Problem details: Could you lay out the items from their start up to and including the line containing "positive clicks: (82, 31) (6, 13) (41, 21)" as a Markdown table with the columns Row and Line, skipping blank lines and leaving the pictures out?

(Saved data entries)
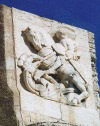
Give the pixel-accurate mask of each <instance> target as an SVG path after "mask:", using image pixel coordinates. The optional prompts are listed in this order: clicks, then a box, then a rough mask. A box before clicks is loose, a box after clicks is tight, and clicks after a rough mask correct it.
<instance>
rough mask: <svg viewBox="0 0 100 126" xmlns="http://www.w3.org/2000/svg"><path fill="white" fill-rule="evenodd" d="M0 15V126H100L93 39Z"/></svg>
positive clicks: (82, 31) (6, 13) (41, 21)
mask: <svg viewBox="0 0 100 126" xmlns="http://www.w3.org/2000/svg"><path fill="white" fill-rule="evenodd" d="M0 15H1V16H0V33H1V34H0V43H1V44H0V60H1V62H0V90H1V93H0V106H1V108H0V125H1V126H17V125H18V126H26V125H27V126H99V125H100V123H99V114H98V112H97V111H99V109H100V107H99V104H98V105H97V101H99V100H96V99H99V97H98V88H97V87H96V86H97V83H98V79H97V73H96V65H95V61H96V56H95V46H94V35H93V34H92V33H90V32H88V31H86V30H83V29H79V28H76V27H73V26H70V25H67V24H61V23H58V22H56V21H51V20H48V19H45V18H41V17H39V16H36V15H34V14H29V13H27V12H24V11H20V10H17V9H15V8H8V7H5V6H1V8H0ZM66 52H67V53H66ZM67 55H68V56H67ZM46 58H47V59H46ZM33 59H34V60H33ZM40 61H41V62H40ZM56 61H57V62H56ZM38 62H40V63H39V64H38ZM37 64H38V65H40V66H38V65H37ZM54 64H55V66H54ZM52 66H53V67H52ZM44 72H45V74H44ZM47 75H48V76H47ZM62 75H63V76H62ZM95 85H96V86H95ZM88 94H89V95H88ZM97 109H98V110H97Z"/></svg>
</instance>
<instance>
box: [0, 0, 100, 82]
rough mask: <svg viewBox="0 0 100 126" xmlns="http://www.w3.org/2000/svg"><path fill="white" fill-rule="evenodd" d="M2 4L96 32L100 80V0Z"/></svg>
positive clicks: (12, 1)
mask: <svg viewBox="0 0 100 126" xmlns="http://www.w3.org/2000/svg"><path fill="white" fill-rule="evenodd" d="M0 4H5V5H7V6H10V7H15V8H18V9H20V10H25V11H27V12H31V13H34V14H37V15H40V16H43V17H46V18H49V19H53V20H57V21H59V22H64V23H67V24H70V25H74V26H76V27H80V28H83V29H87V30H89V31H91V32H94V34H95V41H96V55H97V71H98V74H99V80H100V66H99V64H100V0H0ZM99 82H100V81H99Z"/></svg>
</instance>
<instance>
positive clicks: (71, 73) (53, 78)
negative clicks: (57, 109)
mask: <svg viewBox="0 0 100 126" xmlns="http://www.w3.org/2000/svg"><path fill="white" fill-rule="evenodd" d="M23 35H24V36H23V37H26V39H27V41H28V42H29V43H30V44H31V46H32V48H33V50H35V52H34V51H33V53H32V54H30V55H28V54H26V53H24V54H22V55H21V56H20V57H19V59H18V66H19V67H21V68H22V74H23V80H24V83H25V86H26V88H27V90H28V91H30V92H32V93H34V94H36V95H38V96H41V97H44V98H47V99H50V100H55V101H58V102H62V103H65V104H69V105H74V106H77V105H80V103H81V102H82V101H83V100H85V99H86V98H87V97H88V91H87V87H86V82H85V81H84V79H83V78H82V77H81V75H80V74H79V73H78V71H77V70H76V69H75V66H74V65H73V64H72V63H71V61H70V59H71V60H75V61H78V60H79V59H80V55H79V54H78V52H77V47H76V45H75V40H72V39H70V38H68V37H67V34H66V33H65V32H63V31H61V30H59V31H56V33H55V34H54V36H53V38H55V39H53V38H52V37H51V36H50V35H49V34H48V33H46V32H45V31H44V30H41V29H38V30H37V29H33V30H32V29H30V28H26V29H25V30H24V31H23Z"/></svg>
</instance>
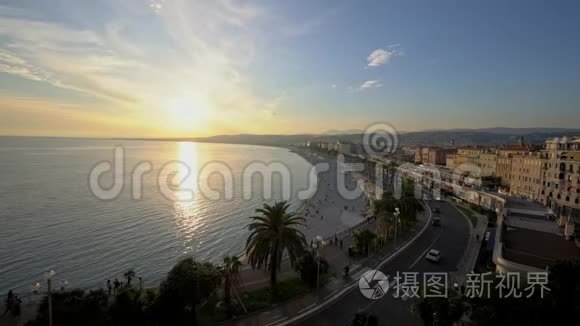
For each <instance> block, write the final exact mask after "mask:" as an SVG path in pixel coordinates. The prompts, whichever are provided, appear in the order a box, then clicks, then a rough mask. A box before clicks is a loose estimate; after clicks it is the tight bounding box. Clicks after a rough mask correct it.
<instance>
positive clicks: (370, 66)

Task result:
| Row | Line |
|---|---|
| 1 | Give the pixel-accurate mask of each <instance> target as an SVG path after "mask:", using image pixel coordinates. The optional prompts are listed in this order: clicks, then a box, then a rough mask. A box before clicks is loose, a box after clicks is tight, and clicks after a rough mask correct it. |
| 2 | <instance> |
| 3 | rough mask: <svg viewBox="0 0 100 126" xmlns="http://www.w3.org/2000/svg"><path fill="white" fill-rule="evenodd" d="M0 15V126H100L93 39Z"/></svg> |
| 4 | positive clicks: (82, 31) (6, 13) (41, 21) |